------ Source document ------
4 Out of 10 Uninsured Americans: a) Live in Households Making More Than $50,000 Per Year, and b) Are Between the Ages of 18 and 34
According to this new Census Bureau report "Income, Poverty, and Health Insurance Coverage in the United States: 2009," there were 50.67 million uninsured Americans in 2009, up from 46.34 million in 2008.
The chart above shows the household income levels of those 50.67 million uninsured Americans. There were 10.6 million uninsured Americans living in households making $75,000 per year or more, and this group represents more than 1 out of every 5 uninsured (20.8% of the total number of uninsured). There were about 9.4 million Americans without health insurance in households making between $50,000 and $75,000, representing 18.5% of the uninsured. For those two groups combined, 39.3% of Americans without health insurance (20 million people) were living in households last year with $50,000 or more of household income in 2009 (see Table 8 in the Census report for these data).
Q: With $50,000 or more in household income, wouldn't many or most of those 20 million Americans be without insurance voluntarily? That is, couldn't many of those households afford health insurance? Alternatively, with those income levels (especially the 10.6 million with household income above $75,000), couldn't many of those households choose to forego health insurance in favor of being "self-insured," at least for routine health procedures? Given the widespread availability of more than a thousand convenient and affordable retail health clinics around the country at Wal-Mart, Target, Meijers, CVS and Walgreen, these households could easily be on the "pay-as-you-go" model of self-insurance for health care, at least for routine medical services.
It's also the case that more than 4 out of 10 uninsured Americans (41.8%) in 2009 were between the ages of 18 and 34 years, and the young people in that age group may also voluntarily choose not to be insured, and be "self-insured," because they are young and healthy and elect not to spend money on health insurance.
As Thomas Sowell wrote last year:
"As for those uninsured Americans who are supposedly the reason for all this sound and fury, there is remarkably little interest in why they are uninsured, despite the incessant repetition of the fact that they are. The endless repetition serves a political purpose but digging into the underlying facts might undermine that purpose. Many find it sufficient to say that the uninsured cannot "afford" medical insurance. But what you can afford depends not only on how much money you have but also on what your priorities are. Many people who are uninsured have incomes from which medical insurance premiums could readily be paid without any undue strain (see chart above)."
------ Given entries ------
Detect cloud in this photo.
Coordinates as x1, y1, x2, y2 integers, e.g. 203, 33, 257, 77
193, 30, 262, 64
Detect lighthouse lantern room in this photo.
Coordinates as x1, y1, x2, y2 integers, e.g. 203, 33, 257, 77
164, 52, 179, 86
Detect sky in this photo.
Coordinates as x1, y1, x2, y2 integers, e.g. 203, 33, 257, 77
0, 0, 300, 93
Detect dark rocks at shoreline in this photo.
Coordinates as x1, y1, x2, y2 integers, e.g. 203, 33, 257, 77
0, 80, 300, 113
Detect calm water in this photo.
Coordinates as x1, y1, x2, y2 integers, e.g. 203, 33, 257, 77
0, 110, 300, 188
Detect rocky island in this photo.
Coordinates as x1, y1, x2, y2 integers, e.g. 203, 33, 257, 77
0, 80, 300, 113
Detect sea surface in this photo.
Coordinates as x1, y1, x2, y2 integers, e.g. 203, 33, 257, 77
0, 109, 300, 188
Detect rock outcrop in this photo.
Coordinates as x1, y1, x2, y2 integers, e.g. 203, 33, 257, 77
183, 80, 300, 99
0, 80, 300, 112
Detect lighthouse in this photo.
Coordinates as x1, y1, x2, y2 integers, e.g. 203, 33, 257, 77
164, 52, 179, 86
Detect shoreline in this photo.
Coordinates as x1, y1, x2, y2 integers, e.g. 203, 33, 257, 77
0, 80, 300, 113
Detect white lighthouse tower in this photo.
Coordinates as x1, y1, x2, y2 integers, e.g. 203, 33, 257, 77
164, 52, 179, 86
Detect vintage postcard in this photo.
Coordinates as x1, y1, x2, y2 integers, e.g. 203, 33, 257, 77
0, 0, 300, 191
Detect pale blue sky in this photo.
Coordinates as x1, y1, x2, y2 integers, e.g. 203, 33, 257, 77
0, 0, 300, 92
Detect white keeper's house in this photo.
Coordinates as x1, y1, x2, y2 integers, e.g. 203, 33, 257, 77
------
## [Task directions]
In the text on uninsured Americans, why might people between the ages of 18 and 34 choose to go without health insurance? Respond in one to three sentences.

## [Final answer]
People in that age group may voluntarily choose to be "self-insured" because they are young and healthy. They therefore elect not to spend money on health insurance.